--- Passage ---
CONCEPT Cited by 6 sources

Iceberg topic¶

An Iceberg topic is a streaming-broker construct — introduced by Redpanda in 2024 — in which a single logical entity is both a Kafka-protocol topic and an Apache Iceberg table backed by the same data. Producers write records to the topic via the normal Kafka producer API; the broker transparently:

Appends the records to the broker's local log segments (normal topic durability).
Projects the row-oriented records into a columnar file format (Parquet).
Writes the Parquet files to external object storage (S3 / GCS / ADLS).
Updates the external Iceberg catalog (Databricks Unity, Snowflake Polaris, AWS Glue, etc.) with the new snapshot metadata.

Downstream open-table-format-aware engines — ClickHouse, Snowflake, Databricks, Dremio, Trino, Spark, Flink — can then query the topic data as an Iceberg table without any ETL job in between.

"Redpanda's newly launched feature, topic-level integration with Iceberg, enables creating Iceberg tables from your topics — storing row-oriented data in a Redpanda topic inside object storage in a columnar format, supporting the Iceberg table format." (Source: sources/2025-01-21-redpanda-implementing-the-medallion-architecture-with-redpanda)

Properties¶

Zero-ETL integration. The integration is owned by the broker; customers don't configure Kafka Connect / Redpanda Connect / Debezium; they don't write Python jobs on Airflow. Topic→Iceberg is a configuration flip.
Metadata preservation. The Iceberg tables carry the Kafka-layer technical metadata (offset, partition, timestamp) as columns, preserving the audit trail the streaming layer already had.
--- Data lines ---
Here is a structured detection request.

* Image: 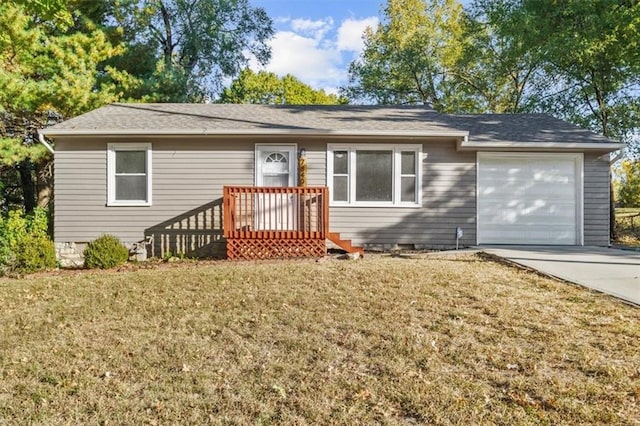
---
> [Required work]:
[a] Answer these from the Iceberg topic passage:
(i) In what year did Redpanda introduce the Iceberg topic?
(ii) Into what columnar file format does the broker project the records?
(iii) Which Kafka-layer metadata do the Iceberg tables carry as columns?
[b] From the Iceberg topic passage, write out the part that opens with the words containing "Iceberg topic¶" and closes with "new snapshot metadata.".

> [Solution list]:
[a]
(i) 2024
(ii) Parquet
(iii) Offset, partition and timestamp

[b]
Iceberg topic¶

An Iceberg topic is a streaming-broker construct — introduced by Redpanda in 2024 — in which a single logical entity is both a Kafka-protocol topic and an Apache Iceberg table backed by the same data. Producers write records to the topic via the normal Kafka producer API; the broker transparently:

Appends the records to the broker's local log segments (normal topic durability).
Projects the row-oriented records into a columnar file format (Parquet).
Writes the Parquet files to external object storage (S3 / GCS / ADLS).
Updates the external Iceberg catalog (Databricks Unity, Snowflake Polaris, AWS Glue, etc.) with the new snapshot metadata.